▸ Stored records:

________________

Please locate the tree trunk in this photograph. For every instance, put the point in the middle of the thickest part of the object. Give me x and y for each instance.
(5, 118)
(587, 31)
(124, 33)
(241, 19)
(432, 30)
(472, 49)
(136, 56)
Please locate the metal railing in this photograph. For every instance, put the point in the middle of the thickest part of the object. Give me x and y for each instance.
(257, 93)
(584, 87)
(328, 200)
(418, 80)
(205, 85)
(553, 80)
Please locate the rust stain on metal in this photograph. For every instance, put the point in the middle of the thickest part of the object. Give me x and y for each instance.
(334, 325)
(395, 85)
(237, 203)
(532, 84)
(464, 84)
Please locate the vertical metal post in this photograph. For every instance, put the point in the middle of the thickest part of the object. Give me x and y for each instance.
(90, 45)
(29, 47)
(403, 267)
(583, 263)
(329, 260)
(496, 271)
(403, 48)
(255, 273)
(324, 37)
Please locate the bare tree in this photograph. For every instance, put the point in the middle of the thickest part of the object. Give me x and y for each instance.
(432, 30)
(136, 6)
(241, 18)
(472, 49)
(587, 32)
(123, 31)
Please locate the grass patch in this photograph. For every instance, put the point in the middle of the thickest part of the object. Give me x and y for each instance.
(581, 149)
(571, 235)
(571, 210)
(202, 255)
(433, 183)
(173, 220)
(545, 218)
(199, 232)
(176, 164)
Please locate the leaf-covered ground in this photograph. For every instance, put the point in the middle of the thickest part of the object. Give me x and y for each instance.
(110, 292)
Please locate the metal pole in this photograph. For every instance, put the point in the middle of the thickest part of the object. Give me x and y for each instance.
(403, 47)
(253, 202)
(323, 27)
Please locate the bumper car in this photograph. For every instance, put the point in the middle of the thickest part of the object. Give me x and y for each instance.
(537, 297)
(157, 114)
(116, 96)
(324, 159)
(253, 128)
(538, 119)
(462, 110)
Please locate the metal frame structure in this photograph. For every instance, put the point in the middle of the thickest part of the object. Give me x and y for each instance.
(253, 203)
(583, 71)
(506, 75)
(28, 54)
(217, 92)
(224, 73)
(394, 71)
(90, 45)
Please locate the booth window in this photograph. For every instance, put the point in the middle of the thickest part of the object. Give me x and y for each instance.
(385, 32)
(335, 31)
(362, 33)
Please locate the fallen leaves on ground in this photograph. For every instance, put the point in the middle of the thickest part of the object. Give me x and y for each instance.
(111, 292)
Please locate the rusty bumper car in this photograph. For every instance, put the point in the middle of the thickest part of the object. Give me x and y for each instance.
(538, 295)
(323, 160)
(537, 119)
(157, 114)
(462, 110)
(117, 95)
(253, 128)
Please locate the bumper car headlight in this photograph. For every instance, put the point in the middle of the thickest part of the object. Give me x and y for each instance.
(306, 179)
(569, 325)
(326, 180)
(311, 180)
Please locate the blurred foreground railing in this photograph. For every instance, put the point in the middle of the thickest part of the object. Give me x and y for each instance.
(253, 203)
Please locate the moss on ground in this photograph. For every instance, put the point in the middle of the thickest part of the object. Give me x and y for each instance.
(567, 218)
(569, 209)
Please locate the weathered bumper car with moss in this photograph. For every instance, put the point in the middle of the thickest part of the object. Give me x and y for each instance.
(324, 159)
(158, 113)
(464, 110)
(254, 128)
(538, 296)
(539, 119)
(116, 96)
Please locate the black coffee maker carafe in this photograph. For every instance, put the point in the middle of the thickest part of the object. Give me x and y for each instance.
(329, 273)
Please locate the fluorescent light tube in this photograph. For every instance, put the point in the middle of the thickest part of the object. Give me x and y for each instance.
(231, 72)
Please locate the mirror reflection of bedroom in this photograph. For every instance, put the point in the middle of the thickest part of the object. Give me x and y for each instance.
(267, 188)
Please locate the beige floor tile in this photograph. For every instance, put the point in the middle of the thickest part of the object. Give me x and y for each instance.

________________

▸ Your objective: The answer should consist of every record above, copied exactly.

▸ Exercise solution:
Please locate the tree trunk in this photograph. For every instance, put the point in the middle of the thickest part of the object. Give me x and y for each instance.
(5, 118)
(587, 31)
(124, 33)
(241, 19)
(432, 30)
(472, 49)
(136, 56)
Please locate the metal railing in this photograph. For every instance, put the point in the middle of the thickest part of the object. Give me x and y for each instance.
(257, 93)
(584, 87)
(328, 200)
(418, 80)
(205, 85)
(553, 80)
Please locate the rust stain on metal in this photograph. For every instance, put the point in the middle of the thickest part of the object. Give me x and y for each instance.
(334, 325)
(395, 85)
(237, 203)
(532, 84)
(464, 84)
Please locate the vertical metal post in this photograph. For every instance, put the point in the middle of the thickest part of the object. Give me x and y for each instance.
(90, 45)
(29, 47)
(403, 267)
(583, 263)
(329, 260)
(496, 271)
(403, 48)
(255, 273)
(324, 37)
Please locate the bare tree in this photograph. For every instance, put the point in the middle of the thickest part of the object. Give me x and y for each instance.
(432, 30)
(136, 6)
(241, 18)
(472, 49)
(587, 32)
(123, 31)
Please locate the grass patch in this photograph. For every instance, put the point in the middle of the thickest part of the object. Give me x and y for each instance.
(581, 149)
(571, 235)
(571, 210)
(202, 255)
(433, 183)
(173, 220)
(545, 218)
(199, 232)
(176, 164)
Please locate the leaf-covered ground in this photograph. For every instance, put the point in the middle of the thickest part of the object. Give me x and y for each instance.
(110, 292)
Please locate the metal pole in this photograph. For every instance, put the point in the middle of the thickest part of the object. Give me x and y for each instance.
(403, 47)
(253, 202)
(323, 27)
Please locate the bumper car in this photograph. For every instance, put the point in the middle of the thickest part of the object. Give me x and y for each instance.
(537, 297)
(157, 114)
(116, 96)
(324, 159)
(253, 128)
(538, 119)
(462, 110)
Please locate the metal frame structure in this photograph. For every instance, put the point in the middle of the thickest part of the object. Give me x and y for each instance.
(253, 203)
(583, 71)
(506, 75)
(28, 54)
(217, 92)
(224, 73)
(394, 71)
(90, 45)
Please locate the booth window in this photograph. For every instance, put the point in the middle of the thickest part of the object. Give me x and y for each instance.
(385, 32)
(335, 31)
(362, 33)
Please locate the fallen leaves on ground in this photograph. For every instance, put the point in the middle of the thickest part of the object. Give me x and y for each instance.
(111, 292)
Please locate the rusty bumper car in this photograph. For every instance, put the point in the middle of the thickest part of the object. Give me x and y for each instance.
(538, 295)
(323, 160)
(537, 119)
(157, 114)
(462, 110)
(117, 95)
(253, 128)
Please locate the bumper car headlight in this photograph. For every instance, put the point in the middle of the thickest part of the object. Give me x and y for each instance.
(306, 179)
(569, 325)
(326, 180)
(311, 180)
Please locate the blurred foreground railing in this photograph. For every instance, put the point in the middle of the thickest part of the object. Give me x and y for each instance.
(253, 203)
Please locate the moss on ground in this photograph. For every instance, put the point in the middle of the thickest part of the object. Give me x and y for each instance.
(567, 218)
(569, 209)
Please locate the weathered bumper car with moss in this photograph. For every instance, put the point in the middle of the thickest part of the object. Give me x and y for each instance.
(324, 159)
(158, 113)
(464, 110)
(254, 128)
(538, 296)
(539, 119)
(116, 96)
Please locate the black coffee maker carafe in this photograph. For every instance, put the point in the middle of the thickest part of the object. Give me x and y for each instance.
(329, 273)
Please locate the fluorescent light tube in this photograph. For every instance, put the point in the middle of the thickest part of the object. Give me x and y for each instance.
(231, 72)
Please locate the mirror reflection of bedroom in this photograph. For every instance, put the point in the middle of the thickest part of the object. Give me x and y for each instance.
(267, 188)
Please locate the beige floor tile in this photograph. For every instance, put the point in the middle of the thickest part of the object. Give me x and y for each instance.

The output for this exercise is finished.